Извлечённый текст.
Его губы дрожали, когда он говорил о героизме детей; и он совершенно сломался, когда рассказывал мне историю того мальчика, которого версальские войска собирались расстрелять и который попросил у офицера разрешения сначала передать серебряные часы, бывшие при нем, своей матери, жившей неподалеку. Офицер, поддавшись минутной жалости, отпустил мальчика, вероятно, надеясь, что тот никогда не вернется. Но четверть часа спустя мальчик был на месте и, заняв свое место среди трупов у стены, сказал: «Я готов». Двенадцать пуль покончили с его молодой жизнью.

Цель упражнения.
Перепишите дословно фрагмент извлечённого текста, начиная со слов «Его губы дрожали, когда» и далее вплоть до слов «его молодой жизнью.».

Содержимое набора данных.
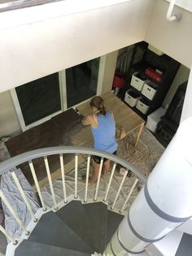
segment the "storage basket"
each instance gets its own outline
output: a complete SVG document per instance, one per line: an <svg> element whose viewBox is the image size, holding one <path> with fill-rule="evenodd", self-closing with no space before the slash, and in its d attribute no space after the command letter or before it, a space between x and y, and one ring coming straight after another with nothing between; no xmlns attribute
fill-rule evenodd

Полный ответ.
Его губы дрожали, когда он говорил о героизме детей; и он совершенно сломался, когда рассказывал мне историю того мальчика, которого версальские войска собирались расстрелять и который попросил у офицера разрешения сначала передать серебряные часы, бывшие при нем, своей матери, жившей неподалеку. Офицер, поддавшись минутной жалости, отпустил мальчика, вероятно, надеясь, что тот никогда не вернется. Но четверть часа спустя мальчик был на месте и, заняв свое место среди трупов у стены, сказал: «Я готов». Двенадцать пуль покончили с его молодой жизнью.